- [Task]:
Turn the stretch of the items below, from the line containing "If you could point to the deep" through the end of the items, into a numbered list, leaving out any blank lines.

- [Supplied material]:

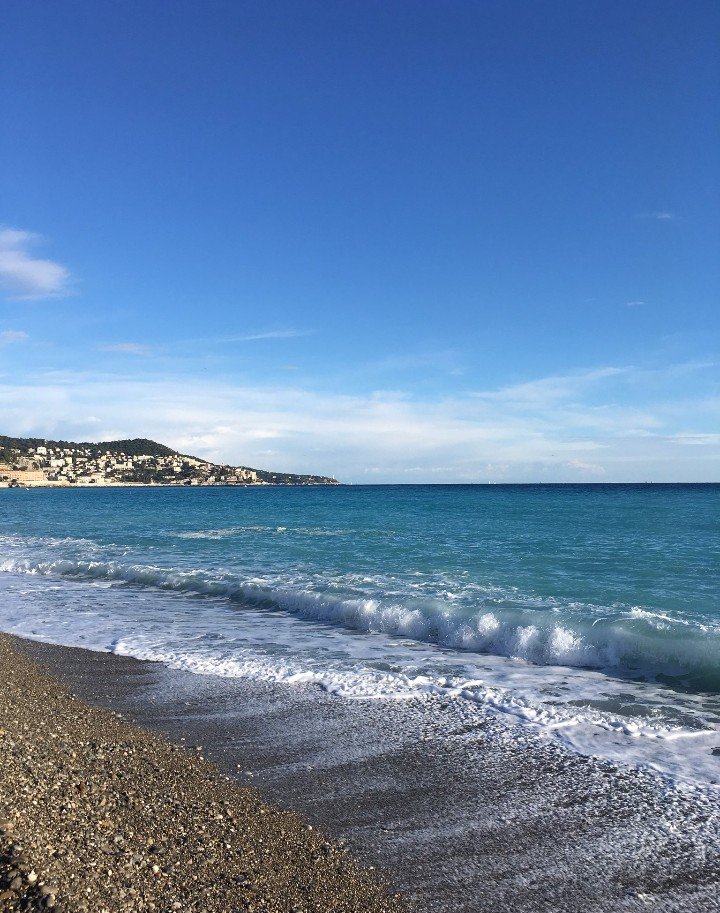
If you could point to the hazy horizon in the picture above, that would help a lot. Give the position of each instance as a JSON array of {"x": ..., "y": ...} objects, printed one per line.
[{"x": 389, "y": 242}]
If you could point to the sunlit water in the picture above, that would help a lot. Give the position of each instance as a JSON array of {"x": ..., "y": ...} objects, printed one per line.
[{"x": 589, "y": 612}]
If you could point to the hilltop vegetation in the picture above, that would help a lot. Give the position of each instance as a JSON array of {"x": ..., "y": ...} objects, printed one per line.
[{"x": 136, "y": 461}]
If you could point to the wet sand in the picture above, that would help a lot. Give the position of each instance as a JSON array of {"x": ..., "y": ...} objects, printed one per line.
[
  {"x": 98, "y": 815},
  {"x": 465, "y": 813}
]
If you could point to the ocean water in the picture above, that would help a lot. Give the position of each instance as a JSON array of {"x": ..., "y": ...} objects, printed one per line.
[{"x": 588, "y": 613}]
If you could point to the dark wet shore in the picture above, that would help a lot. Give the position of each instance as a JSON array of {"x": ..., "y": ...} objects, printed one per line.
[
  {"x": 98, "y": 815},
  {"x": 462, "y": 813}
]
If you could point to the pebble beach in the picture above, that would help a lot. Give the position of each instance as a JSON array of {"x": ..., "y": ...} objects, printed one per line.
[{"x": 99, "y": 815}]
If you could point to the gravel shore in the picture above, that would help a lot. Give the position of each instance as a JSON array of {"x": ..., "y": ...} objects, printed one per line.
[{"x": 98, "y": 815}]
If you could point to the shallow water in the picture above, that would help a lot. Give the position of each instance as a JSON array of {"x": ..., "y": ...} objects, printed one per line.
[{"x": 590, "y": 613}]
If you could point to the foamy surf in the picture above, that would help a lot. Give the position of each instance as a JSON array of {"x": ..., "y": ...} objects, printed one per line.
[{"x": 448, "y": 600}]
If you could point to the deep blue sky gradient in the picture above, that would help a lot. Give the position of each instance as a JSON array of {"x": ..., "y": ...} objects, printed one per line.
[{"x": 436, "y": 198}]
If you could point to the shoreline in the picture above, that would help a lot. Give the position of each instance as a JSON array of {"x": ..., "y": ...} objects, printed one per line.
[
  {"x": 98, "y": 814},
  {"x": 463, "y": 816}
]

- [The answer]:
1. If you could point to the deep blue sky gradient in the picture above, that would help a lot. Give the position of each instance as a JSON array of {"x": ..., "y": ...} objects, printed one per line.
2. [{"x": 436, "y": 198}]
3. If you could point to the shoreline in the picture above, that would help a lot. Give the position of each instance as a JSON array of {"x": ..., "y": ...} objects, printed one per line.
4. [
5.   {"x": 98, "y": 814},
6.   {"x": 463, "y": 816}
7. ]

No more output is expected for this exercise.